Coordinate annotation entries
*****

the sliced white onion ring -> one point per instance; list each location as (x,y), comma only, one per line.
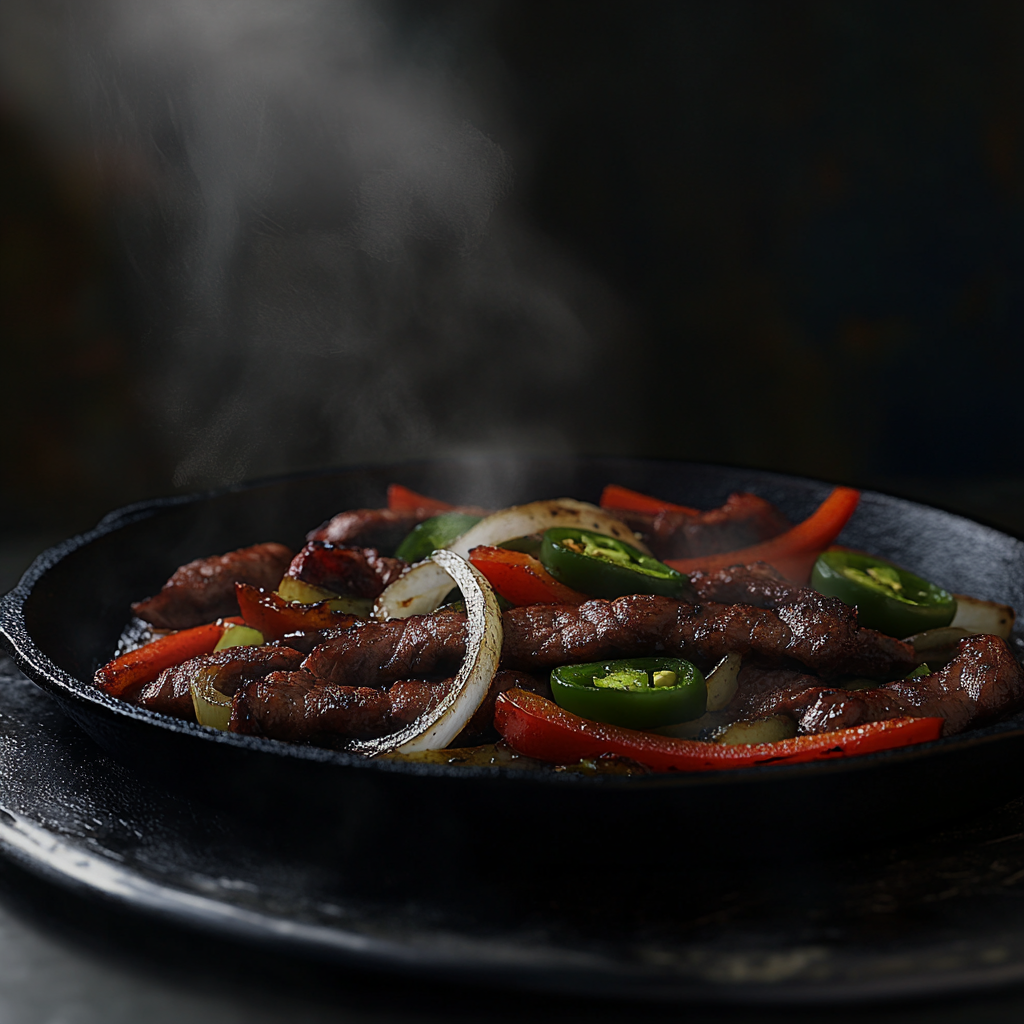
(423,588)
(417,592)
(976,615)
(483,647)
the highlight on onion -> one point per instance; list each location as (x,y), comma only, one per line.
(983,616)
(417,592)
(423,588)
(483,647)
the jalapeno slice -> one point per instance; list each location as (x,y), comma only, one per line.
(603,566)
(438,531)
(637,693)
(887,598)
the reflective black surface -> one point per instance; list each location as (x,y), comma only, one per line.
(727,887)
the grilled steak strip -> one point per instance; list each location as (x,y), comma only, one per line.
(347,571)
(296,707)
(226,670)
(758,584)
(744,519)
(541,637)
(382,528)
(204,590)
(982,683)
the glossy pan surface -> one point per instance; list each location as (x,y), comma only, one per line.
(64,619)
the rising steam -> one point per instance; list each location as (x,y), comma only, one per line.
(326,255)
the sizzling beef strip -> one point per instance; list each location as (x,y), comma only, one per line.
(983,682)
(226,670)
(296,707)
(758,584)
(744,519)
(347,571)
(204,590)
(382,528)
(541,637)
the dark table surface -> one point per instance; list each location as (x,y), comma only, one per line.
(67,957)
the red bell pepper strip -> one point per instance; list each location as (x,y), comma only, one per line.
(129,673)
(539,728)
(274,616)
(614,497)
(522,579)
(400,499)
(794,552)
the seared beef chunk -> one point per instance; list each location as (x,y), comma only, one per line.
(758,584)
(377,653)
(744,519)
(541,637)
(348,571)
(295,707)
(204,590)
(757,684)
(982,683)
(226,670)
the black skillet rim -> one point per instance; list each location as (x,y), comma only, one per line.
(15,638)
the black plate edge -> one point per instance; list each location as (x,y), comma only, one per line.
(48,857)
(15,640)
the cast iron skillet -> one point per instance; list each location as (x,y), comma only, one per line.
(65,616)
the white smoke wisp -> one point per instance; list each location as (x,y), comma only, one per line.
(324,246)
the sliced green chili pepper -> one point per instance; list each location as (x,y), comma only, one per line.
(637,693)
(432,534)
(887,598)
(603,566)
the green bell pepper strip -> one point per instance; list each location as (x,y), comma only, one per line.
(602,566)
(433,534)
(628,692)
(887,598)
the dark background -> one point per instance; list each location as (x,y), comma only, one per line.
(786,236)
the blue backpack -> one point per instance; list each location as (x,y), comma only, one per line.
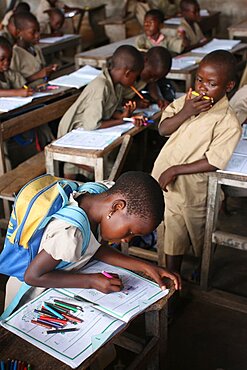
(40,200)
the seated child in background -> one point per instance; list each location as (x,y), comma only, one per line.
(189,27)
(55,24)
(154,37)
(157,63)
(133,206)
(203,134)
(18,8)
(27,56)
(11,82)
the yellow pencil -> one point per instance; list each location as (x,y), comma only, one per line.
(137,92)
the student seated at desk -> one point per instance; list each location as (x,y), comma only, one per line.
(157,63)
(55,24)
(9,31)
(12,83)
(27,56)
(189,27)
(133,206)
(154,37)
(18,8)
(203,132)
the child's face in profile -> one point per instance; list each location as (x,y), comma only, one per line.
(30,33)
(192,13)
(5,58)
(151,26)
(122,227)
(212,81)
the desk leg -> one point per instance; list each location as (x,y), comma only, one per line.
(211,218)
(156,326)
(99,169)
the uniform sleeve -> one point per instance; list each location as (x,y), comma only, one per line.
(63,241)
(226,136)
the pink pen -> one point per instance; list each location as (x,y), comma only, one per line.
(106,274)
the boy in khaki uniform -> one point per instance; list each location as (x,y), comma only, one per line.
(154,37)
(189,26)
(203,135)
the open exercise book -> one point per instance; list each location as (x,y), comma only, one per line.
(96,139)
(77,79)
(104,317)
(217,44)
(238,162)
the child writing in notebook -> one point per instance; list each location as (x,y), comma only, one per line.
(12,83)
(203,132)
(153,36)
(133,206)
(189,28)
(27,56)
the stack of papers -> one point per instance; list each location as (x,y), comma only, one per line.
(181,62)
(77,79)
(95,140)
(103,315)
(217,44)
(238,161)
(52,40)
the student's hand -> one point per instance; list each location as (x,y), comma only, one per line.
(24,92)
(167,177)
(158,274)
(162,104)
(104,284)
(195,105)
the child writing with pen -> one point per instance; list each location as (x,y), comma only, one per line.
(203,132)
(12,83)
(134,205)
(27,56)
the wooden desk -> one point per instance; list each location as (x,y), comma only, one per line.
(150,349)
(238,30)
(93,158)
(212,235)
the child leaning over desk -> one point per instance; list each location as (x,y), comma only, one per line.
(12,83)
(133,206)
(203,134)
(27,56)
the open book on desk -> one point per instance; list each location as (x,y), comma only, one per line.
(216,44)
(77,79)
(102,319)
(95,139)
(238,161)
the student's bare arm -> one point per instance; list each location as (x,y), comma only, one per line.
(171,173)
(41,272)
(191,107)
(113,257)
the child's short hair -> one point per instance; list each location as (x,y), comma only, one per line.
(159,57)
(5,43)
(127,56)
(155,13)
(21,20)
(185,3)
(225,60)
(143,195)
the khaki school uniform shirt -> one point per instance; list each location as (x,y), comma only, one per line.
(212,135)
(13,80)
(26,63)
(98,101)
(5,33)
(172,43)
(194,36)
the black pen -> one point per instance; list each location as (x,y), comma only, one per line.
(55,331)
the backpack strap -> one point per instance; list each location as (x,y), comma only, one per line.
(13,304)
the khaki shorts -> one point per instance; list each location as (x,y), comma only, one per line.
(184,228)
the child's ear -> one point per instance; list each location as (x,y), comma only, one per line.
(230,86)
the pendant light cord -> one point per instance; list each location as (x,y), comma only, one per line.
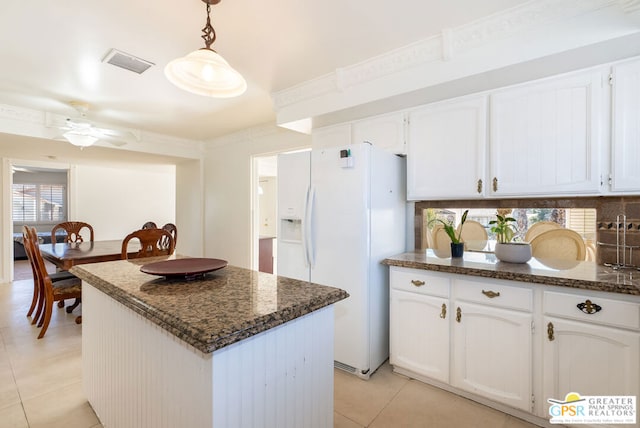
(208,33)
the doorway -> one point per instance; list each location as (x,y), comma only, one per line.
(38,196)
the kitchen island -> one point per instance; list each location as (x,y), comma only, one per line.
(233,348)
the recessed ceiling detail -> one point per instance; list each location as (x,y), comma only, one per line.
(127,61)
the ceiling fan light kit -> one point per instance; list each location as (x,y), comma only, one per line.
(204,71)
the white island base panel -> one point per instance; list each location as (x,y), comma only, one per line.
(136,374)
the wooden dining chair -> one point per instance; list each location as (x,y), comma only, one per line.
(150,243)
(560,244)
(173,230)
(37,300)
(50,291)
(73,229)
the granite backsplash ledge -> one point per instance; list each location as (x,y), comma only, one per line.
(608,208)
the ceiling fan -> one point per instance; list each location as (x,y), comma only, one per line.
(82,132)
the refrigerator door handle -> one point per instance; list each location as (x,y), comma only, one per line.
(308,230)
(305,241)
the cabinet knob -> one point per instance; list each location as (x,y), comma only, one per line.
(588,307)
(491,294)
(550,332)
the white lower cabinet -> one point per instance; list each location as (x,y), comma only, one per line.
(481,344)
(492,354)
(419,323)
(426,351)
(510,342)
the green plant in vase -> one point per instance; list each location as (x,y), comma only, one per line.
(506,250)
(457,246)
(503,230)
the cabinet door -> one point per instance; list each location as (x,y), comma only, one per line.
(626,127)
(589,359)
(386,131)
(419,327)
(492,353)
(545,136)
(446,150)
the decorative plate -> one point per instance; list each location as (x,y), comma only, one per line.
(188,267)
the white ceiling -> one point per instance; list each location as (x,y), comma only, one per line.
(52,51)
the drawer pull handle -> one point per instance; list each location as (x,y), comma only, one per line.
(491,294)
(588,307)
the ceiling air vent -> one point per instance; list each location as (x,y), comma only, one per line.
(127,61)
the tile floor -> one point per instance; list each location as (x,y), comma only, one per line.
(40,383)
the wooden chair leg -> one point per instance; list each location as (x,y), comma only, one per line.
(47,317)
(34,300)
(72,307)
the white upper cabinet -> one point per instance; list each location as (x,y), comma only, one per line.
(544,137)
(331,136)
(386,131)
(446,150)
(625,138)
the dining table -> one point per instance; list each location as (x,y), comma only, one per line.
(68,254)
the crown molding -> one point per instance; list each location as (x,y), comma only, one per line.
(630,6)
(22,114)
(447,45)
(39,124)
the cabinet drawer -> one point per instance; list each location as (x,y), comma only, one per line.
(495,293)
(608,311)
(419,281)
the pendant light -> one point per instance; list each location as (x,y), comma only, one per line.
(204,71)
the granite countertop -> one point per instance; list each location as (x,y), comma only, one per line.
(575,274)
(217,310)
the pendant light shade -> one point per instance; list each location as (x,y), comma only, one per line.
(204,71)
(79,138)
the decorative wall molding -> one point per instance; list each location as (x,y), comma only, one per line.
(21,114)
(521,18)
(400,59)
(448,45)
(246,135)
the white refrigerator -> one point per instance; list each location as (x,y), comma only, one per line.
(341,211)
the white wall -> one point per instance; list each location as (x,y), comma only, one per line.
(228,199)
(119,200)
(190,208)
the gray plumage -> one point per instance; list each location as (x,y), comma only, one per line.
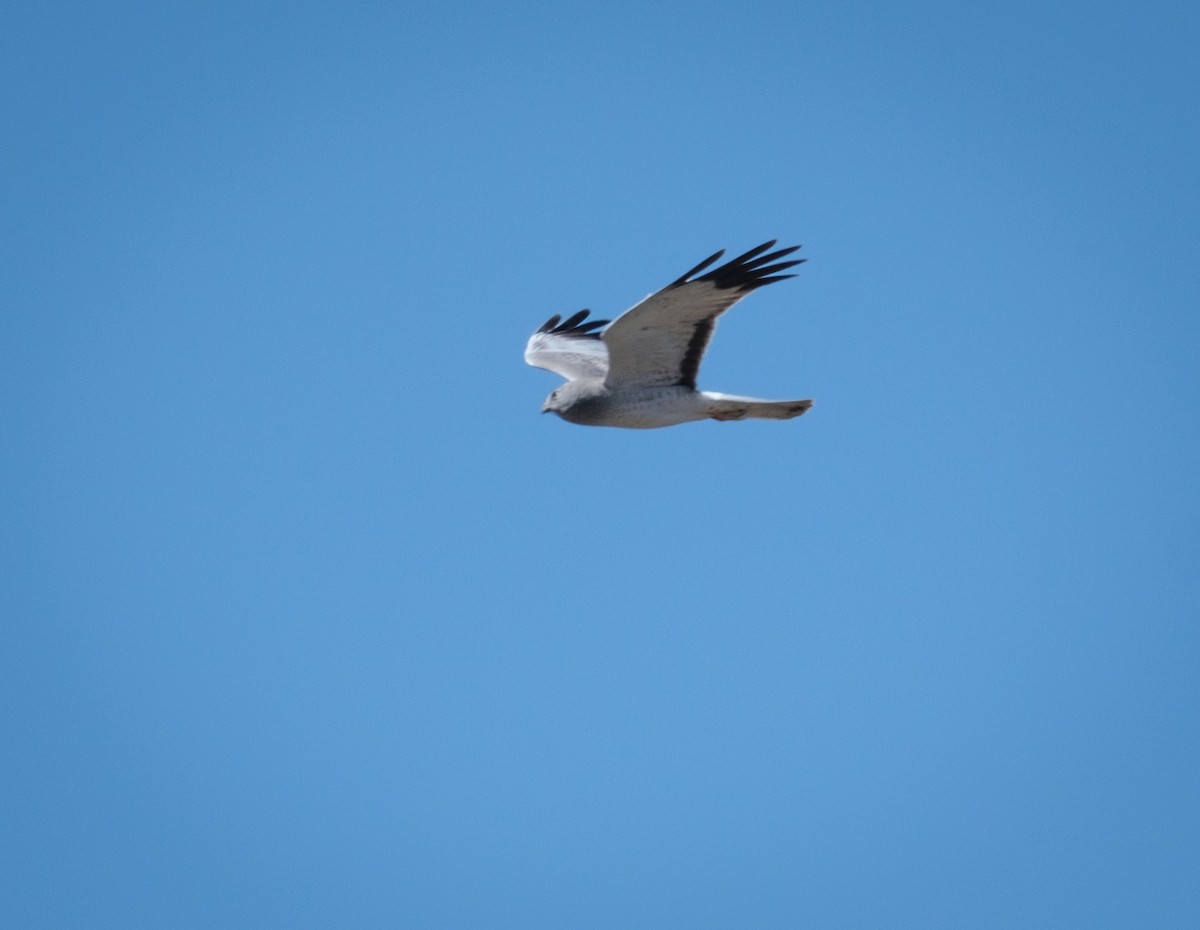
(641,371)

*****

## Short exercise
Extract precisely the lines beginning at the line containing "the tile floor" and ending at the last line of the entries above, exactly as written and with no pictures.

## Exercise solution
the tile floor -> one point per instance; list each location as (x,y), comma only, one per line.
(40,383)
the wooden chair leg -> one point per instance; list each location as (x,y), comma only, one per line.
(47,317)
(34,300)
(72,307)
the white upper cabinet -> one point per instance; list each location as (x,y), comma only, one per line.
(544,137)
(331,136)
(386,131)
(446,150)
(625,138)
the dining table -> one point per instance; list each location as (x,y), comma only, one per line.
(68,254)
the crown molding -> one point per instance; list each location as (x,y), comma only, one per line.
(630,6)
(22,114)
(447,45)
(39,124)
the cabinet drawer -> one point per instance; list each location as (x,y), comma only, one per line.
(495,293)
(608,311)
(419,281)
the pendant light -> one point per instance; list each location as (x,y), comma only, one per line.
(204,71)
the granite countertop -> one point per instance; list each location as (x,y), comma only, one per line.
(575,274)
(217,310)
the pendant light shade -> one point per instance; list each location as (x,y), comma only, one per line.
(204,71)
(79,138)
the decorative wall molding -> one point per instance; list each location as (x,y), comma only, one per line.
(21,114)
(521,18)
(400,59)
(448,45)
(246,135)
the white refrigerator -> one point per instance; list each location as (x,y), comma only, one per line.
(341,211)
the white wall -> one point per instance; list each location as (x,y), comma only, one per line.
(228,199)
(119,200)
(190,208)
the gray plumage -> one point per instance; list each location as (x,y), comma only, one per line.
(641,371)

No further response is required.